CONSIGNES
- A) Répondez à ces questions sur l'extrait :
(i) Quelle zone d'observation couvre un microphone placé au ras du sol ?
(ii) Au-delà de quelle fréquence la réponse peut-elle être correctement caractérisée ?
(iii) De quelle fréquence à quelle fréquence s'étend généralement le domaine binaural d'intérêt ?
- B) Recopiez tel quel le passage de l'extrait qui va de « Cette méthode, simple » à « effectuées à domicile. ».

EXTRAIT FOURNI
-.-.-

Au fur et à mesure
Qu'est ce qu'il me passe donc par la tête?
Revenons à la méthodologie visant à évaluer dans quelle mesure un système de captation sonore perturbe le signal local de pression acoustique, sachant que la microphonie est intrinsèquement intrusive. Ce phénomène dépend également de la direction d’arrivée de l’onde sonore — c’est-à-dire de l’angle relatif entre son vecteur et l’axe de référence du dispositif — tant en azimut (plan horizontal) qu’en élévation (plan vertical). Ainsi, pour un microphone au ras du sol, la zone d’observation couvre une demi-sphère supérieure, tandis qu’en prise aérienne (overhead), elle englobe une sphère complète autour du dispositif.
Pour mieux saisir l’impact de la tête artificielle sur les perturbations sonores — étape clé vers la compréhension binaurale — deux approches sont envisageables :
- une mesure en chambre anéchoïque, offrant un flux acoustique laminaire dont la durée peut être ajustée selon la précision requise, particulièrement en basses fréquences ;
- une mesure de la première réponse impulsionnelle, réalisée dans un champ acoustique plus ou moins diffus, sur un plan réfléchissant.
Cette méthode, simple et rapide, permet de collecter des données avec un intervalle temporel très court (<1 ms), correspondant approximativement au temps nécessaire à l’onde sonore pour traverser la tête artificielle. Toutefois, en raison de la brièveté de la fenêtre d’observation, la réponse ne peut être correctement caractérisée qu’au-delà de 700 Hz.
Comme le domaine binaural d’intérêt s’étend généralement de 1 kHz à 10 kHz, les fréquences moyennes et basses seront évaluées par des essais en extérieur ou par l’enregistrement continu des séquences de test, permettant des analyses spectrales plus approfondies — ou même par écoute critique.
Faute d’accès à une chambre anéchoïque, je privilégie cette approche pour toutes les futures mesures effectuées à domicile.

-.-.-

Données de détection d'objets
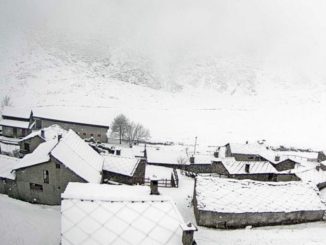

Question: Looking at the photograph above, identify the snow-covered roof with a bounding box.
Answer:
[15,140,58,169]
[221,157,278,174]
[103,155,139,176]
[196,176,326,213]
[145,164,172,179]
[33,107,113,128]
[0,155,19,180]
[2,106,32,119]
[20,124,67,141]
[61,183,184,245]
[147,146,189,164]
[0,119,30,129]
[51,130,103,183]
[229,143,318,163]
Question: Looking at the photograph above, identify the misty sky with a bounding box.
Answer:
[0,0,326,88]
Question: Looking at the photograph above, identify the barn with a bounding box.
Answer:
[194,176,326,229]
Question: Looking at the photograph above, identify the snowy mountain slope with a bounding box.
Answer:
[0,0,326,148]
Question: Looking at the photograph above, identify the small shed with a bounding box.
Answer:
[61,183,196,245]
[194,176,326,229]
[103,154,146,185]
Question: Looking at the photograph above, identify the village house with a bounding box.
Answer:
[0,155,19,195]
[212,157,300,181]
[0,107,34,155]
[194,176,326,229]
[103,154,146,185]
[33,107,109,142]
[61,183,197,245]
[18,125,67,155]
[8,130,103,205]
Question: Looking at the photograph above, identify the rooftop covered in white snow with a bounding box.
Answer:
[61,183,184,245]
[196,176,326,213]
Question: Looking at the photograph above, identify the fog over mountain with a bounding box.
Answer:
[0,0,326,146]
[0,0,326,94]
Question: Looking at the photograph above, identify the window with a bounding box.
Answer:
[29,183,43,191]
[43,170,49,184]
[24,143,30,152]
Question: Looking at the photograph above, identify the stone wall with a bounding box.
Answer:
[13,157,86,205]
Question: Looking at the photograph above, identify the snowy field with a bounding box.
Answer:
[0,171,326,245]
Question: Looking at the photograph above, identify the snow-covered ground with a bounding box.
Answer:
[0,174,326,245]
[0,194,60,245]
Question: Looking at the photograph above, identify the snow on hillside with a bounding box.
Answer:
[0,0,326,149]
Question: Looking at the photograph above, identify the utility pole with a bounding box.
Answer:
[119,125,122,145]
[194,136,197,155]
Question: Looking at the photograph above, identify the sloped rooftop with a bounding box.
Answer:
[0,119,30,129]
[15,140,58,169]
[221,158,278,174]
[0,155,19,180]
[2,106,32,120]
[196,176,326,213]
[33,106,112,128]
[103,155,139,176]
[51,130,103,183]
[20,124,67,141]
[61,183,184,245]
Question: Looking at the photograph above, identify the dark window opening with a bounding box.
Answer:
[29,183,43,191]
[24,143,30,152]
[43,170,49,184]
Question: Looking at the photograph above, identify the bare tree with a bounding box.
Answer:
[111,114,150,145]
[127,122,150,145]
[111,114,129,144]
[1,95,12,108]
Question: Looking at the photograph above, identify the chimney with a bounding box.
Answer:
[181,222,198,245]
[41,129,45,138]
[189,156,195,164]
[58,134,62,141]
[150,175,160,195]
[245,163,250,174]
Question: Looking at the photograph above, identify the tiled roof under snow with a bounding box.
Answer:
[15,140,58,169]
[103,155,139,176]
[51,130,103,183]
[2,106,32,119]
[20,124,67,141]
[61,183,184,245]
[0,155,20,180]
[221,158,278,174]
[33,106,109,128]
[196,176,326,213]
[0,119,30,129]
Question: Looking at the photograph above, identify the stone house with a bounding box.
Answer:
[103,154,146,185]
[61,181,197,245]
[33,108,109,142]
[0,107,34,155]
[9,130,103,205]
[0,155,19,195]
[225,143,266,161]
[19,125,67,154]
[194,176,326,229]
[212,158,300,181]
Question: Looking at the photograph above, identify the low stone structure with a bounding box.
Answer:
[194,176,326,229]
[103,155,146,185]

-.-.-

RÉPONSES PAR CONSIGNE
- A)
(i) Une demi-sphère supérieure.
(ii) Au-delà de 700 Hz.
(iii) De 1 kHz à 10 kHz.

- B)
Cette méthode, simple et rapide, permet de collecter des données avec un intervalle temporel très court (<1 ms), correspondant approximativement au temps nécessaire à l’onde sonore pour traverser la tête artificielle. Toutefois, en raison de la brièveté de la fenêtre d’observation, la réponse ne peut être correctement caractérisée qu’au-delà de 700 Hz.
Comme le domaine binaural d’intérêt s’étend généralement de 1 kHz à 10 kHz, les fréquences moyennes et basses seront évaluées par des essais en extérieur ou par l’enregistrement continu des séquences de test, permettant des analyses spectrales plus approfondies — ou même par écoute critique.
Faute d’accès à une chambre anéchoïque, je privilégie cette approche pour toutes les futures mesures effectuées à domicile.